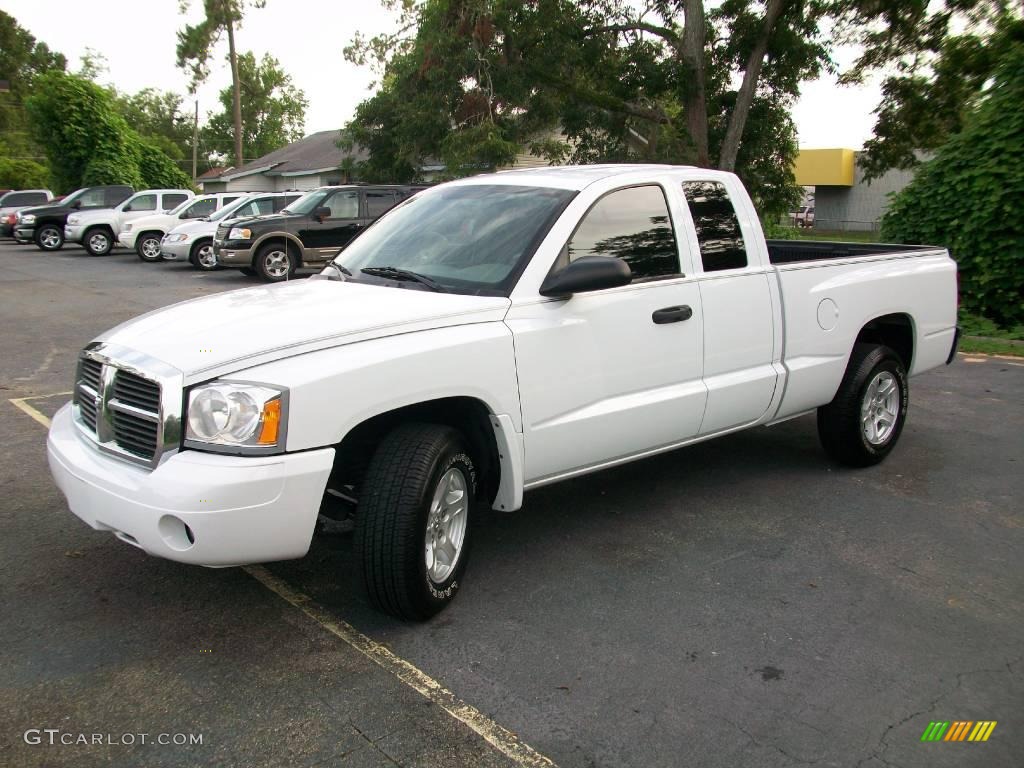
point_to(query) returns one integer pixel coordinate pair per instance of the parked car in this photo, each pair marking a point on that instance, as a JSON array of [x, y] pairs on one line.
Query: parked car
[[44, 225], [95, 229], [15, 200], [193, 241], [485, 337], [144, 233], [308, 232]]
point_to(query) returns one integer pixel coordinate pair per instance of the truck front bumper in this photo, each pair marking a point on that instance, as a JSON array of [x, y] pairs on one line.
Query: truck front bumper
[[200, 508]]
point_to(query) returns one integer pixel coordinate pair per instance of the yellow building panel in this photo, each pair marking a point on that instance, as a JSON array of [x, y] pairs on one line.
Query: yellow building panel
[[824, 167]]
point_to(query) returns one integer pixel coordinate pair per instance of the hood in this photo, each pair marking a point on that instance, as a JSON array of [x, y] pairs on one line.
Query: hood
[[227, 332]]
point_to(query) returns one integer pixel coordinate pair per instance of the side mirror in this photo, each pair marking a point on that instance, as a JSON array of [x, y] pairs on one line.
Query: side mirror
[[588, 273]]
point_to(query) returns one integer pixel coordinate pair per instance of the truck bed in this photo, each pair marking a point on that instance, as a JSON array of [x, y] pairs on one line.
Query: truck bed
[[788, 251]]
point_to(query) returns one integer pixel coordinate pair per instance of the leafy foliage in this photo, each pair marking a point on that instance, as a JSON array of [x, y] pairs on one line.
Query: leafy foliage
[[88, 140], [272, 110], [968, 198]]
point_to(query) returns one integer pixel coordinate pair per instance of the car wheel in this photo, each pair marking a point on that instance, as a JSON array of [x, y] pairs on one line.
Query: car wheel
[[49, 238], [863, 422], [147, 246], [275, 262], [98, 241], [414, 520], [203, 257]]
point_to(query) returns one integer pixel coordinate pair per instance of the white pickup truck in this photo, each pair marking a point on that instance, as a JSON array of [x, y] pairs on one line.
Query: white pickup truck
[[486, 337]]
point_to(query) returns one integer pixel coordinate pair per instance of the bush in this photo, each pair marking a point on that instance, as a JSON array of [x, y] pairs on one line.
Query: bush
[[969, 198]]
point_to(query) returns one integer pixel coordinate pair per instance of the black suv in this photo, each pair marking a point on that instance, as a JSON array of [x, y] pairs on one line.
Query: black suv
[[44, 224], [308, 232]]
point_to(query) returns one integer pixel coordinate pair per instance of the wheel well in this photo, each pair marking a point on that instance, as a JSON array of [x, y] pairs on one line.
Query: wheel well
[[895, 331], [468, 415]]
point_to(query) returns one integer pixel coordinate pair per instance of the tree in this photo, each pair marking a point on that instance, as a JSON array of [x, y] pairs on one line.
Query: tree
[[88, 141], [196, 45], [940, 57], [272, 110], [472, 82], [968, 198], [23, 58]]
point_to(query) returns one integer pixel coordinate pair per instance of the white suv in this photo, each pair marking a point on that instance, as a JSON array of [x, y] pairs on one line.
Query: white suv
[[143, 235], [193, 241], [96, 229]]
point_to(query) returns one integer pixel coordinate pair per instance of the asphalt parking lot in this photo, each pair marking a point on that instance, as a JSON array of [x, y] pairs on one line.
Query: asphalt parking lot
[[738, 603]]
# # # # # # #
Kun je alle regels van de bovenstaande data letterlijk overschrijven, maar dan zonder de afbeeldingen?

point_to(query) returns one integer pixel coordinate pair per instance of the parked car in this photo, each pair marking a point on that instance, as a JSON array of [x, y] pairs on one line.
Query: parked car
[[44, 225], [95, 229], [15, 200], [193, 241], [485, 337], [144, 233], [308, 232]]
point_to(query) returns one integer pixel coordinate pair per instance of the truck front bumper in this photo, each pair marking a point on that instance, as a JSON array of [x, y] pairs on one line.
Query: truck front bumper
[[200, 508]]
point_to(query) returns one integer pixel coordinate pair per instance of the yellow building panel in this photo, each pair marking a point on that instance, as a JSON array of [x, y] pairs on one line.
Query: yellow building panel
[[824, 167]]
point_to(query) returns one integer pixel coordinate pair per instance of the hood in this photo, each pair marking a point on that instance, as a JSON array of [x, y] pairs on one line.
Query: hood
[[227, 332]]
point_to(query) returns one integer pixel coordinate pair per instance of the side mirror in this photo, each pair marking a point on that instance, as a JSON array of [x, y] pairs on one line.
Query: side mirror
[[588, 273]]
point_to(query) returns one integer pixel coordinate pair per instance of the truck bed in this photo, each pair marking a point on that instance, as a JSON array of [x, y] pairs on one line.
Query: truck bed
[[788, 251]]
point_to(query) returns one integer pixel coordinate pair per instance of the leafy foliage in this photo, each pair marking a point on that instance, as a JSON array of [x, y] pairs on one line.
Query: leafy foliage
[[88, 140], [272, 110], [968, 198]]
point_to(query) returns one integer pixel coordinate pair per instance of the car wheel in this photo, each pair marking a point on that instance, as a JSON array of [x, y] pairs on one line.
Query: car wheel
[[49, 238], [863, 422], [147, 246], [275, 262], [98, 241], [414, 520], [203, 257]]
point_to(query) returns one integer pixel coordinate pair per instance of the white pickup truck in this photo, each pair marking a point on that instance, as a JSON array of [x, y] pairs on one line.
Query: white pickup truck
[[486, 337]]
point_to(query) returns one integer pixel coordinate pair per instance of the bush in this photo, each pair marking a point on that instance, as a JSON array of [x, y] pairs on one line.
Query: bush
[[969, 198]]
point_to(query) returns one integer pixel coordinate pair per instance of the black suv in this photo, each pair marking a point on that instance, as a JSON array of [x, y] pairs on one line.
Query: black suv
[[44, 224], [308, 232]]
point_to(query) returns one integer pixel coordinate pair per instance of the wheel well in this photo, each pair marking a point on that instance, as a JSON array of [x, y] pairs on one line.
Query: wheel well
[[895, 331], [468, 415]]
point_to(query) returns one integer pixel coordinate pair per instance of the tree in this photo, each pair marking a point on that instance, as a JSON array of [x, y] pairs on one line.
Query: tree
[[88, 141], [196, 45], [940, 57], [272, 110], [472, 82], [968, 198], [23, 58]]
point_to(query) returns one integer pixel coordinate pair per instance of the white suv in this photo, each pair marking a point on that instance, as a JSON array of [x, y] pairs on one line.
Query: white suv
[[143, 235], [193, 241], [96, 229]]
point_to(query) returns one integer pixel coordinate pair per instance of the asphalt parking lot in this photo, each pair marking a point on that instance, as a JSON array of [x, y] pairs on one line.
Query: asphalt parking lot
[[738, 603]]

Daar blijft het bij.